(Dataset excerpt)
---
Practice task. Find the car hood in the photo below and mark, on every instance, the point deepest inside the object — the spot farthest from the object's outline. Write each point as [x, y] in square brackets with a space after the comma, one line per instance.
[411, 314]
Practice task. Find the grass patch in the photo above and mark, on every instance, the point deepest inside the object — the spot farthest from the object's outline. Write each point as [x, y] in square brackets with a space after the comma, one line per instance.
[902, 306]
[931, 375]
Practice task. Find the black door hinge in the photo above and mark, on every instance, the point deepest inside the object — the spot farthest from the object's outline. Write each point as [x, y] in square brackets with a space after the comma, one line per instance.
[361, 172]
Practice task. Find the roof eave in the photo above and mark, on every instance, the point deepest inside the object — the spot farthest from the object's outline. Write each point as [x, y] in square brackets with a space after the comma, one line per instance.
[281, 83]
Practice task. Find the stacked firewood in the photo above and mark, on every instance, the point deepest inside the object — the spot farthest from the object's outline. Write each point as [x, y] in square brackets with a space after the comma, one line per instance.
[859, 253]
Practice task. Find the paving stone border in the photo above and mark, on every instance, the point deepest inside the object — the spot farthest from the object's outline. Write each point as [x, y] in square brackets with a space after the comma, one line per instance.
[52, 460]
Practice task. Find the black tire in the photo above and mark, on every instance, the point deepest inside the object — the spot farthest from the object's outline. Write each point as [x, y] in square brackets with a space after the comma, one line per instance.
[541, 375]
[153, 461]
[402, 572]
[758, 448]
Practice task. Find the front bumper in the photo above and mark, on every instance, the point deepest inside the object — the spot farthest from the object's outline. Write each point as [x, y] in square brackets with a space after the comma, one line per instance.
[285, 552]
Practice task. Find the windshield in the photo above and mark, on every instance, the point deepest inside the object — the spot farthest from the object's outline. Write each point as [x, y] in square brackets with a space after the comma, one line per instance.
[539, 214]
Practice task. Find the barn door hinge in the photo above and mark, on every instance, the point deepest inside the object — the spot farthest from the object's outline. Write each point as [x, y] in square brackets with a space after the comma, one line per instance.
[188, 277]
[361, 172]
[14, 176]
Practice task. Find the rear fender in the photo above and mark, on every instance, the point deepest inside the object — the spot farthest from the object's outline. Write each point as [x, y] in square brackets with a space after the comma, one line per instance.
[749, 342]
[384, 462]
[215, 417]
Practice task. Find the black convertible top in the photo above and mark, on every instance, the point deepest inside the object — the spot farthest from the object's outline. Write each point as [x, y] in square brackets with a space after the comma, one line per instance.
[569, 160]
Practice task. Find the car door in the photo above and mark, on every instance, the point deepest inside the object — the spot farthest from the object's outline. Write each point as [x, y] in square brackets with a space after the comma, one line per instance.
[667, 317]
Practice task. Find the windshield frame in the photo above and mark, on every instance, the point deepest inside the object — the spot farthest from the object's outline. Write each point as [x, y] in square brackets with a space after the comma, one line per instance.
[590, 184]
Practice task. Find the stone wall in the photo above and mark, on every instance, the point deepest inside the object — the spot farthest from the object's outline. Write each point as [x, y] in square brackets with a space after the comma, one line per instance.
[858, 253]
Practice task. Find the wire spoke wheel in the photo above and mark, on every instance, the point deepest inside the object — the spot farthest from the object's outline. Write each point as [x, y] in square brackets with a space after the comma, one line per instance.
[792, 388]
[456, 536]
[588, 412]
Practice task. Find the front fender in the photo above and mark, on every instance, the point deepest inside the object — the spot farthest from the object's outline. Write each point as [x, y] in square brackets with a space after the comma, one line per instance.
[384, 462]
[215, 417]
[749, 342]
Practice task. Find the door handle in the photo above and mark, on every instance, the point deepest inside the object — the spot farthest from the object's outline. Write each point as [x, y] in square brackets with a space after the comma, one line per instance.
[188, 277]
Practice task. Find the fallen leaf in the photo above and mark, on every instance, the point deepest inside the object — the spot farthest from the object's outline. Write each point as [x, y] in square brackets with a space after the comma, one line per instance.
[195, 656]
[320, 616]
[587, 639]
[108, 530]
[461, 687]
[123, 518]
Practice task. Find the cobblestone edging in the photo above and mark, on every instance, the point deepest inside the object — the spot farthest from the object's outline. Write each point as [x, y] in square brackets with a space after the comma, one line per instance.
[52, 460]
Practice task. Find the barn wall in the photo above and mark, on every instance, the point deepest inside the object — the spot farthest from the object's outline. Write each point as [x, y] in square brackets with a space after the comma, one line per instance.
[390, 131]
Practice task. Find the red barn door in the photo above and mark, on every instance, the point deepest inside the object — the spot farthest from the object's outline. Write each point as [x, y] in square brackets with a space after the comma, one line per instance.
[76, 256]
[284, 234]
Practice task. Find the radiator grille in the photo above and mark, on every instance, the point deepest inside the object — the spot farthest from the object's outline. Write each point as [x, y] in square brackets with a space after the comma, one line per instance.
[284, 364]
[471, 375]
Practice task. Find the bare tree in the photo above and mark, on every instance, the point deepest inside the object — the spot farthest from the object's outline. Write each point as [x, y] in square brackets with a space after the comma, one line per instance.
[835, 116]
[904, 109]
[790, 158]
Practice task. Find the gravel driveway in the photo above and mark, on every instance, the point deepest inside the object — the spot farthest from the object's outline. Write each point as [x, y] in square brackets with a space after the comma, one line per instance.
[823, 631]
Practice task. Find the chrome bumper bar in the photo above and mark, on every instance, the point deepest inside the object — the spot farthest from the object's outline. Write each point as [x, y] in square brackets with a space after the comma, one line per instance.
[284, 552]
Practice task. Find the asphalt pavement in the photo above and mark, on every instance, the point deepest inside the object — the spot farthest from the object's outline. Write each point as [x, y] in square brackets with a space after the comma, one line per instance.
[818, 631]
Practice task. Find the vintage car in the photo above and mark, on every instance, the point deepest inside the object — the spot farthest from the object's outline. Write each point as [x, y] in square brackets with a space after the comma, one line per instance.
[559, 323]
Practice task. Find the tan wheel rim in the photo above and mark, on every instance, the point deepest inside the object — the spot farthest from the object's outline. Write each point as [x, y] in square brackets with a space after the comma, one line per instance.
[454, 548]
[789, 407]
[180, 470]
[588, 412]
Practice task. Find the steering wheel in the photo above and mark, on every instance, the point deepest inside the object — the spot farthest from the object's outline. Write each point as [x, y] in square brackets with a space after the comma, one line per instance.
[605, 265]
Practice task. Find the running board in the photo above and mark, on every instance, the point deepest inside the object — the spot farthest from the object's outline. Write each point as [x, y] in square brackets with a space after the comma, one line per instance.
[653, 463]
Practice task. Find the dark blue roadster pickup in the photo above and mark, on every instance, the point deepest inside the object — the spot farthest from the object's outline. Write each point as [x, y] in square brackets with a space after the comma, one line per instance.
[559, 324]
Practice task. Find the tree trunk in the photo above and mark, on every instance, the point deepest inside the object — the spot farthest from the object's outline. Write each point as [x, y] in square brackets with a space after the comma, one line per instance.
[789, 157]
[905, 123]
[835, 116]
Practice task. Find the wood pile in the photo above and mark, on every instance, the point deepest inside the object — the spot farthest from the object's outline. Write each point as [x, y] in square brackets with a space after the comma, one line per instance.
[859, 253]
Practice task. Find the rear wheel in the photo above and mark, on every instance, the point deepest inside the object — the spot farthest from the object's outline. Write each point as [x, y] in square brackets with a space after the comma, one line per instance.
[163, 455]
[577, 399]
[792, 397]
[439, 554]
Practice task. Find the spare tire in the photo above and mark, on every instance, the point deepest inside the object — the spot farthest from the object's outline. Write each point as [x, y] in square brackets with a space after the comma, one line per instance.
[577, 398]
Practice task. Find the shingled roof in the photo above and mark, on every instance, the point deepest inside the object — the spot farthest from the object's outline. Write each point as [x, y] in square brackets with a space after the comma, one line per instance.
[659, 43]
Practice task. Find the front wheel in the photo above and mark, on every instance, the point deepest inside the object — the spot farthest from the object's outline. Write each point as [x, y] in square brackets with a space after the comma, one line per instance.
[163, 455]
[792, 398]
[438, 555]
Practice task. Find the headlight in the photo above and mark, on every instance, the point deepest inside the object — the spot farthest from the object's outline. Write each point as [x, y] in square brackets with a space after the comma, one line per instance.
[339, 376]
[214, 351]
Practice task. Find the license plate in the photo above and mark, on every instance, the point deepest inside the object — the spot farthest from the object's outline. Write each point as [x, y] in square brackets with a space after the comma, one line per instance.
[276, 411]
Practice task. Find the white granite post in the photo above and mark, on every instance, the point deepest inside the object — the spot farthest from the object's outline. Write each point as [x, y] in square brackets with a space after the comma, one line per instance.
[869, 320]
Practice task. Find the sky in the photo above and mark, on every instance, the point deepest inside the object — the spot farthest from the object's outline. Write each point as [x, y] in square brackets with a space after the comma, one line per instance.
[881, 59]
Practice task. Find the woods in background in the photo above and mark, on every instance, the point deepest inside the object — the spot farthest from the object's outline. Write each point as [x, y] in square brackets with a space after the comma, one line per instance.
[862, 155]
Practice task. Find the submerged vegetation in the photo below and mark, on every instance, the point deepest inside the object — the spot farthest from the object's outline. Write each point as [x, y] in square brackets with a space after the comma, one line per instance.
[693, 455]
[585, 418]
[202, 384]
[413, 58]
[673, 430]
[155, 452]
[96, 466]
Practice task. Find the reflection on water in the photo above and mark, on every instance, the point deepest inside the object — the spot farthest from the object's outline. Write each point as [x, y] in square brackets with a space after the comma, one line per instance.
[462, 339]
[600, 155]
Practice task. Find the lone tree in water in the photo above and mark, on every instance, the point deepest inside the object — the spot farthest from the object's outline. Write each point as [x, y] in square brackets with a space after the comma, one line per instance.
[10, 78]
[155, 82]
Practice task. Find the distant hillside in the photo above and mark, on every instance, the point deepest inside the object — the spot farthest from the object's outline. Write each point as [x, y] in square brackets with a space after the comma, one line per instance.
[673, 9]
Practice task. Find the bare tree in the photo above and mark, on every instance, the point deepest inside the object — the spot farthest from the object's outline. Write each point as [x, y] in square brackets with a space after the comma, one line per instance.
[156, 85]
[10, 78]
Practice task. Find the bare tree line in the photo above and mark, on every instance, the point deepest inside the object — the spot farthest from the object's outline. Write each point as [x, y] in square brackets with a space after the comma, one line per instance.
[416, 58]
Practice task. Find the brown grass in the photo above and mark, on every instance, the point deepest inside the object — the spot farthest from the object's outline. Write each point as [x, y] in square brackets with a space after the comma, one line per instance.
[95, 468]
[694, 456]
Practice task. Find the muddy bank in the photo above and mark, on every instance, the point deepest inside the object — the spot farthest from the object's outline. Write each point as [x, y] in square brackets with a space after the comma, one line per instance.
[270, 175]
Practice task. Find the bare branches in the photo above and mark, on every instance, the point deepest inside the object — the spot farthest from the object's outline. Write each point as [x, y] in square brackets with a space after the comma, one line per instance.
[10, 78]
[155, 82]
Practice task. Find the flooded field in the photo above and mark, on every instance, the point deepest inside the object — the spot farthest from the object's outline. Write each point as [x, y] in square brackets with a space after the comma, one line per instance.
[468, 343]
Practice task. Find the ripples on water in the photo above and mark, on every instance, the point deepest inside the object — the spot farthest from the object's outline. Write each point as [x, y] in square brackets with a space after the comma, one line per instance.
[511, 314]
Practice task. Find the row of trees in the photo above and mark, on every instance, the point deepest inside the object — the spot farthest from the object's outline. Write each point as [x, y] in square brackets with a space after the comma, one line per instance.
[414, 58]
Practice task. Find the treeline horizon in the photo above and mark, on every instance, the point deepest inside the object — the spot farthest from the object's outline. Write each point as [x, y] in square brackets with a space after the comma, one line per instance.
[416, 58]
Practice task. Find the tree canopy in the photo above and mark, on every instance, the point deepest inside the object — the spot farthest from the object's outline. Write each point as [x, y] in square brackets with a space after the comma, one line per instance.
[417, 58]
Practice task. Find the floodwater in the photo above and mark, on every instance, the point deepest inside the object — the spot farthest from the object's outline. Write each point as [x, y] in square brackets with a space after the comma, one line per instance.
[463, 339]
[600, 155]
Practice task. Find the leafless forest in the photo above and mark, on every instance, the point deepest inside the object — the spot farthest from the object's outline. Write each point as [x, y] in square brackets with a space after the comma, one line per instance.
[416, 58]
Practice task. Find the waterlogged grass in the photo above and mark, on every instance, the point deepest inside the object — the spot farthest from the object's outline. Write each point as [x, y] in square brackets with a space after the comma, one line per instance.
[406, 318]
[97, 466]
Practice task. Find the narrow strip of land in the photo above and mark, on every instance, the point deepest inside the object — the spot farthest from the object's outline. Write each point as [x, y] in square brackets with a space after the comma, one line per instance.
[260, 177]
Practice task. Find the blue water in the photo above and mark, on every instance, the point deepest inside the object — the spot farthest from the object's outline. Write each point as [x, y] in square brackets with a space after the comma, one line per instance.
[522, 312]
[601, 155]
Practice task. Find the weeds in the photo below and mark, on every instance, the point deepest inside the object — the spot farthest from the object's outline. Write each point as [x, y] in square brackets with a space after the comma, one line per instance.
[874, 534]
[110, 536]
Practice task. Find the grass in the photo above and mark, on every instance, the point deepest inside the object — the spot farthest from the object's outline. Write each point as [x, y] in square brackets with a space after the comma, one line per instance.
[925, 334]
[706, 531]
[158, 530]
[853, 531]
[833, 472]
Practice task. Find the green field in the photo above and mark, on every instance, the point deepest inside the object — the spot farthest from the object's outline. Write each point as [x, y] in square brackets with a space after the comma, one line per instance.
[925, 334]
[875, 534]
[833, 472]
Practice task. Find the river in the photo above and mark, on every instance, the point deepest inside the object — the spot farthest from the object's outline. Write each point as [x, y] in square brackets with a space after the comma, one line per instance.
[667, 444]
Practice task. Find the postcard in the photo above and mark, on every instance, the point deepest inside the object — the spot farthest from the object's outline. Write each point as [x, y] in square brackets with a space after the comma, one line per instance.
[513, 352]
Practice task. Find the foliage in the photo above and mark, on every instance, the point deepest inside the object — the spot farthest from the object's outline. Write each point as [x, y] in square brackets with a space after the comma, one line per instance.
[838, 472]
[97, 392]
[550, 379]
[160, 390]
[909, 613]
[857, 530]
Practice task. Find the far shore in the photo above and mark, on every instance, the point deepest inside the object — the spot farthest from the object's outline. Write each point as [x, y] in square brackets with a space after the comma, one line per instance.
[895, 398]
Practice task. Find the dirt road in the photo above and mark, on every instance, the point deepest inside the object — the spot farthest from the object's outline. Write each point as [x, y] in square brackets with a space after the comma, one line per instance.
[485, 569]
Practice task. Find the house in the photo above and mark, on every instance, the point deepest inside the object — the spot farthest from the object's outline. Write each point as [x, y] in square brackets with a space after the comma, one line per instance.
---
Give back exactly the lines that run from the line with "Practice task. Find the dirt" through the close of the material, counting both ends, and nothing more.

*TASK ANSWER*:
Practice task. Find the dirt road in the photo above and mark, on every instance, the point deepest inside the object — the spot farthest from the object's outline. Write each point as [x, y] in square brackets with a space after the comma, one line per instance.
[485, 569]
Practice task. Find the house in the photo above and mark, on every instance, the point deepest inside the object — the spot farthest from the object's outline. Write each point as [x, y] in square brackets with a space after the comma, one line per instance.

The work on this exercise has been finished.